Copy out, exactly as written, only the line containing "of the race" and the lines after it through the end of the records.

==*==

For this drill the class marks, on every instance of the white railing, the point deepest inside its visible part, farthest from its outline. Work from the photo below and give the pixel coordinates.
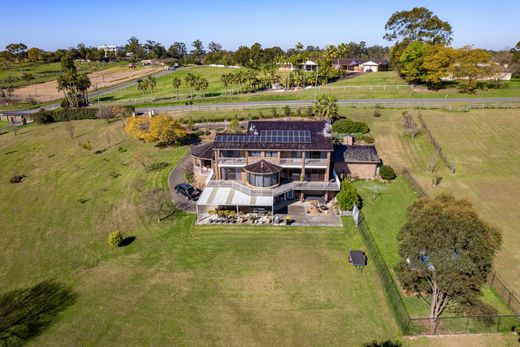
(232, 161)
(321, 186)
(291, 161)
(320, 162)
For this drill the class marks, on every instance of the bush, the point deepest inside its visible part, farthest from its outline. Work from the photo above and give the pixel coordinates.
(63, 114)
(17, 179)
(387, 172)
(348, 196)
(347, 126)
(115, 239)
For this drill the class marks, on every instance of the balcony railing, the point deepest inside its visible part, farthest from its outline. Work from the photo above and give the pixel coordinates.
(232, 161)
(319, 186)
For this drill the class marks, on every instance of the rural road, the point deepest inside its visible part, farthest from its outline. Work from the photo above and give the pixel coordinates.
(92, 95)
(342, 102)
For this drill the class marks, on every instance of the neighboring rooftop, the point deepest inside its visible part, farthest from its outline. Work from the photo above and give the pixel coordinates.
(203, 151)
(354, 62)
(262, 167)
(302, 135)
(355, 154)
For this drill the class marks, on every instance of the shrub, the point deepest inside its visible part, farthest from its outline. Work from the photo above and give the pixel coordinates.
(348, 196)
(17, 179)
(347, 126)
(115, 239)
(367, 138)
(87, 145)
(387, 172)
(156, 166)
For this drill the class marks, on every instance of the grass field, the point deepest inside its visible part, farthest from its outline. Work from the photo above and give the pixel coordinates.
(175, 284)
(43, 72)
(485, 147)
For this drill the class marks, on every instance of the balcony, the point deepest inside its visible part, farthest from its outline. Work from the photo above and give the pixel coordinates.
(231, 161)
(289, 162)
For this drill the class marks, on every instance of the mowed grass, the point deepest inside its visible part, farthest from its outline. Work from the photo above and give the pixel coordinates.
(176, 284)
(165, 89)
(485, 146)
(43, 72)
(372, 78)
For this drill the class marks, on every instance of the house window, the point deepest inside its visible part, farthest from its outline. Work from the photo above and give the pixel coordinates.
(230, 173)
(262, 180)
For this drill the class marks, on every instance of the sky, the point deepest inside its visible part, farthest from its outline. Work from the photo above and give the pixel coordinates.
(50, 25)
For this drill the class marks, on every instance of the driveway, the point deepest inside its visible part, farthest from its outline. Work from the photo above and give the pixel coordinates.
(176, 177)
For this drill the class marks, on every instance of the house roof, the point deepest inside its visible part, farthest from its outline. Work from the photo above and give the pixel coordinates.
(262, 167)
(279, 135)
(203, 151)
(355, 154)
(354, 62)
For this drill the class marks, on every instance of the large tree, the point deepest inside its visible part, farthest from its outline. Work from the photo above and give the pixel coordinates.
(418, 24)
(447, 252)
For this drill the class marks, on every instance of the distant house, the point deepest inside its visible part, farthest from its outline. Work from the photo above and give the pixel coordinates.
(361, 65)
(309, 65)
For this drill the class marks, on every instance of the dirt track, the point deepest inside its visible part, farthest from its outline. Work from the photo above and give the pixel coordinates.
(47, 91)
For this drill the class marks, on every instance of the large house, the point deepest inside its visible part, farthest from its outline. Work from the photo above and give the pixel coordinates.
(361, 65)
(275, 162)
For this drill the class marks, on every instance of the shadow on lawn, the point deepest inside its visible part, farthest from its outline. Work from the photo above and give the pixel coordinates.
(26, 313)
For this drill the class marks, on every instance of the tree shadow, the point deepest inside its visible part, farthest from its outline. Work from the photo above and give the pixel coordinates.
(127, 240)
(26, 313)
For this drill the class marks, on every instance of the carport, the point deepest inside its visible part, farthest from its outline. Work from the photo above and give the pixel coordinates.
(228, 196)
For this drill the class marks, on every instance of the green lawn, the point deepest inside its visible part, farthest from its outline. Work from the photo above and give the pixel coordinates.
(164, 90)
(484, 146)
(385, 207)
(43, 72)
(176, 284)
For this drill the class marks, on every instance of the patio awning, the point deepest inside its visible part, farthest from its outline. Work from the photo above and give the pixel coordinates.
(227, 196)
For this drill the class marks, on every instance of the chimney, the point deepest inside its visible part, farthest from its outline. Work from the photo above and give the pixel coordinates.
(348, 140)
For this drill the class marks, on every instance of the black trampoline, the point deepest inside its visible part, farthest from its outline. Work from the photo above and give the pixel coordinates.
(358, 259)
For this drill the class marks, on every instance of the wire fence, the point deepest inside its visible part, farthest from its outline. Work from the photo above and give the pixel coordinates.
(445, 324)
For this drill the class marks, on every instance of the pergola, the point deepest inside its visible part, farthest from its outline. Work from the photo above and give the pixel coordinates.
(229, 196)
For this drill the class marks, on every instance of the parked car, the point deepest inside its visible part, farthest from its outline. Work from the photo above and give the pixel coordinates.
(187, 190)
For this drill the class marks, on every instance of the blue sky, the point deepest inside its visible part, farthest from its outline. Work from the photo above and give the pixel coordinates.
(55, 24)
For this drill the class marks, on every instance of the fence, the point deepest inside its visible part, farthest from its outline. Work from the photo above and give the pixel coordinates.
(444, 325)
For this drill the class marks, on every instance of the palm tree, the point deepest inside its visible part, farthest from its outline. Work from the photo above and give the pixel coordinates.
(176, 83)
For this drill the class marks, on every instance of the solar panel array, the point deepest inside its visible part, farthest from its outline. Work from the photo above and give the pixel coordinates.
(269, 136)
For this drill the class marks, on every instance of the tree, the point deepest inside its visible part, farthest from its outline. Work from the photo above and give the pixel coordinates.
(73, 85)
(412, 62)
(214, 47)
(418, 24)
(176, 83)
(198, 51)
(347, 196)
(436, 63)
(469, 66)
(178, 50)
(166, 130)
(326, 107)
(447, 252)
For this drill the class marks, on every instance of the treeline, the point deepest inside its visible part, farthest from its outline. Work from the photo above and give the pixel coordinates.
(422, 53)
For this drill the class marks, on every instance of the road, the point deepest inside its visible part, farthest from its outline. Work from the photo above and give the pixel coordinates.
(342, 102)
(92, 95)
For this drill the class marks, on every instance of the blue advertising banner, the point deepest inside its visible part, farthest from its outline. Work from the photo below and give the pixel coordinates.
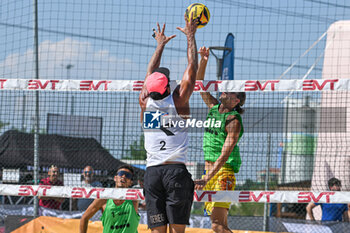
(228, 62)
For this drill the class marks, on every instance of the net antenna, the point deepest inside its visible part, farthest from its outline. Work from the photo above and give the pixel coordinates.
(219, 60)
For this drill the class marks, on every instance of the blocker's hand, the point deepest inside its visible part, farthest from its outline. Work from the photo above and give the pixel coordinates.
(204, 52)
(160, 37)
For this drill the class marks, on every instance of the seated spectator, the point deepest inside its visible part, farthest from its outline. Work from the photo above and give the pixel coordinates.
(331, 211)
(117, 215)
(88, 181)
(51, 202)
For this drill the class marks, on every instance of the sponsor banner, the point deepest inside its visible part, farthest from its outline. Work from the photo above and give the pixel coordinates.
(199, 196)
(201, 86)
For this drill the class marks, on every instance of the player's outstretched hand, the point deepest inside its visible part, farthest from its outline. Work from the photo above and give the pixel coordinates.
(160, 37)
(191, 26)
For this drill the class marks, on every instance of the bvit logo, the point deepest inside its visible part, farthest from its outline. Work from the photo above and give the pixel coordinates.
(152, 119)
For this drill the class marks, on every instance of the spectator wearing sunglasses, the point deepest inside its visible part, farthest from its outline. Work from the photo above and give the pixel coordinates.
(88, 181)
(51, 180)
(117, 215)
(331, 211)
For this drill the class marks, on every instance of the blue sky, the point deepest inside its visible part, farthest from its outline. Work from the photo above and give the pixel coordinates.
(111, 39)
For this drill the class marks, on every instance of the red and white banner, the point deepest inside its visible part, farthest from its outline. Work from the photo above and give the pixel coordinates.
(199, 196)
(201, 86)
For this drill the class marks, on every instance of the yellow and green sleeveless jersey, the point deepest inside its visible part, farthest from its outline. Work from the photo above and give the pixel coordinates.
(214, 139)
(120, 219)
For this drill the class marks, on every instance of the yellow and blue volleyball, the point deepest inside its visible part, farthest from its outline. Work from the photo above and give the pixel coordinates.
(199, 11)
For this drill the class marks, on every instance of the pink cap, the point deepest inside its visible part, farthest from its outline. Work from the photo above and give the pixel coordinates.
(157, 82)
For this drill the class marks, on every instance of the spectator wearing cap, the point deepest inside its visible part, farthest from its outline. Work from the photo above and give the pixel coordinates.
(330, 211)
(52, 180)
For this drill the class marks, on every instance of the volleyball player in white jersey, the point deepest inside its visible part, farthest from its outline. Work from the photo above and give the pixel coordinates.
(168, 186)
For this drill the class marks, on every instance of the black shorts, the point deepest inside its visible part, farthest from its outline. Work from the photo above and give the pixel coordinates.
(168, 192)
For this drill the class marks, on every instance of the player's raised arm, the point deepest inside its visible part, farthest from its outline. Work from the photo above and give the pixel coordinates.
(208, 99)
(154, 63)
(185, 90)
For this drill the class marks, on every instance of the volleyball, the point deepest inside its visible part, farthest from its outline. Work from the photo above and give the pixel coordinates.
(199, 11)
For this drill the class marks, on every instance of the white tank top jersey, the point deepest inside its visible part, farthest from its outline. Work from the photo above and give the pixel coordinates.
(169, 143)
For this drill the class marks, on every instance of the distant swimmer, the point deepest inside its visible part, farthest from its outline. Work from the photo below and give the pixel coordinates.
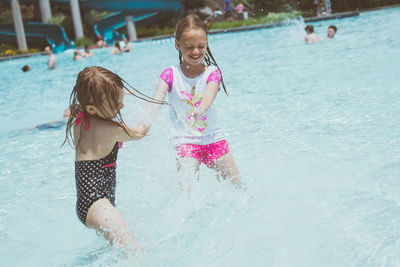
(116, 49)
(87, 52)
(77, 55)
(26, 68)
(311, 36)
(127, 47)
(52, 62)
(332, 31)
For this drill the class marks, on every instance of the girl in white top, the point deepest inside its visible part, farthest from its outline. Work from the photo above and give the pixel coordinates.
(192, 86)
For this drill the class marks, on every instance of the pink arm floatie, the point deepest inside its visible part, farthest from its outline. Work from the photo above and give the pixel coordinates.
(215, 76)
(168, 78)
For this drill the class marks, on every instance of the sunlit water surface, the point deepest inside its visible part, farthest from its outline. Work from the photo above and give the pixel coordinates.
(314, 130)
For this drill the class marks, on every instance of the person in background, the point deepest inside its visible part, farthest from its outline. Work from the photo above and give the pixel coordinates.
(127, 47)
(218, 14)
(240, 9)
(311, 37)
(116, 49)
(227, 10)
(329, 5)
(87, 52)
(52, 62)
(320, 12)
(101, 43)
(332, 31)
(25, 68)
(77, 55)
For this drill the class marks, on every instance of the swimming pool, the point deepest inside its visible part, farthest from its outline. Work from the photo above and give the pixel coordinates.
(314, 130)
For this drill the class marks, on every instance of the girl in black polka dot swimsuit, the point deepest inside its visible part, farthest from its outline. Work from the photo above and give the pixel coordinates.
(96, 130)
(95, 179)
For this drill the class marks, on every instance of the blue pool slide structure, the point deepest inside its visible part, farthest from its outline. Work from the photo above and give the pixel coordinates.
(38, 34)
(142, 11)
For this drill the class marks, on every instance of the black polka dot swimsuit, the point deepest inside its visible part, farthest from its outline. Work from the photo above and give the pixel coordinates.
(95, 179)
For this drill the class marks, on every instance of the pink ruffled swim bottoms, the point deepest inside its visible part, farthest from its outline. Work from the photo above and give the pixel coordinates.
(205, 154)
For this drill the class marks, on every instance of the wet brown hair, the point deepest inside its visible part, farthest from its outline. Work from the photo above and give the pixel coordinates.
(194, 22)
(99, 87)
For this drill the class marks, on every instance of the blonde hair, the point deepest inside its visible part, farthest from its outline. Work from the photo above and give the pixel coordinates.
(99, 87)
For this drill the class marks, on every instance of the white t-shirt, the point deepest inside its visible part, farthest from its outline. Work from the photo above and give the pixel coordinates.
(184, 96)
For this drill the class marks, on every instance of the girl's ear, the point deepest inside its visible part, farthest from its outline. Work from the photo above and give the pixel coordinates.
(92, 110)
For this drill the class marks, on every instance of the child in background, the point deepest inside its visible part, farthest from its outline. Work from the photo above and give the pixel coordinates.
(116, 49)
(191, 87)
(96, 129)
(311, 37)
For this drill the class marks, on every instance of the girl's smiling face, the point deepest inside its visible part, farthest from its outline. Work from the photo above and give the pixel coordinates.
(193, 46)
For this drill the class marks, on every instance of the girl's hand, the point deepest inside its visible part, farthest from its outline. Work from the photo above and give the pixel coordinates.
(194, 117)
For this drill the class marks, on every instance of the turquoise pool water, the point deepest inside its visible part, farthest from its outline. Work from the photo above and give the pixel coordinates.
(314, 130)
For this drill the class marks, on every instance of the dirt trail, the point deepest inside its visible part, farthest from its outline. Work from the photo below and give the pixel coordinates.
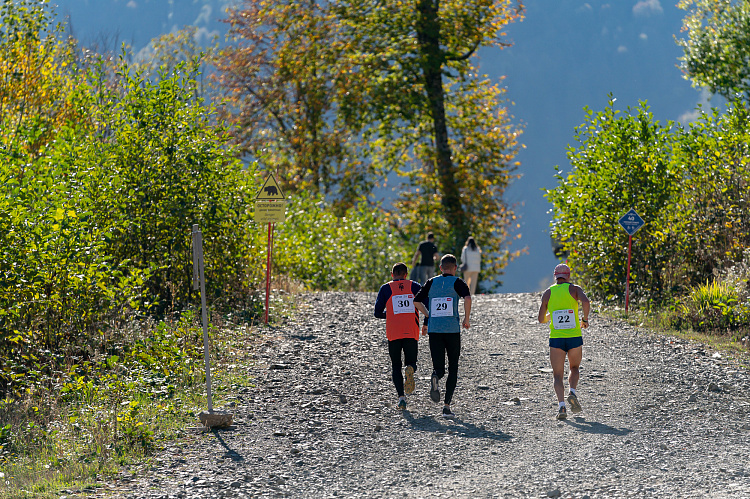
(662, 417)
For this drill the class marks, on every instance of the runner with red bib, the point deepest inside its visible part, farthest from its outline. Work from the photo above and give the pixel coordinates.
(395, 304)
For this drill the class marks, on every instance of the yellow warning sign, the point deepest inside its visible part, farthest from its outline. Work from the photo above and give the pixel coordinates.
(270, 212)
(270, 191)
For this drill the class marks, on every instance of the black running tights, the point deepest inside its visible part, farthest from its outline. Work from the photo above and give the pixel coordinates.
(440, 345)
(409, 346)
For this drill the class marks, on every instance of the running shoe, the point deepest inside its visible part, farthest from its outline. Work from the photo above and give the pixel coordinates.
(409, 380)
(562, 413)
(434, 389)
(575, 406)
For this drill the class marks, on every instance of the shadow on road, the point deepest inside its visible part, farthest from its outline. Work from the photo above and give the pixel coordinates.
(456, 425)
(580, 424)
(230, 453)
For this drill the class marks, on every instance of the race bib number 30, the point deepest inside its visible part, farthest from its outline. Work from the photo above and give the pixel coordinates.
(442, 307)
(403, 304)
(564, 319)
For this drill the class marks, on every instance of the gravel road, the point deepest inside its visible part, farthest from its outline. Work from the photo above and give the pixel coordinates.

==*==

* _Final result_
For this drill the class marks, on every instance of the race bib number 30, the point deepest inside its visible part, farthest from its outline. Work from the photo above and give the pixel coordinates.
(442, 307)
(403, 304)
(564, 319)
For this drill the class marks, on every instance of the gravel road, the point deepest inside its visible part, farthest from its outline. Work from the photo above and give the pixel coordinates.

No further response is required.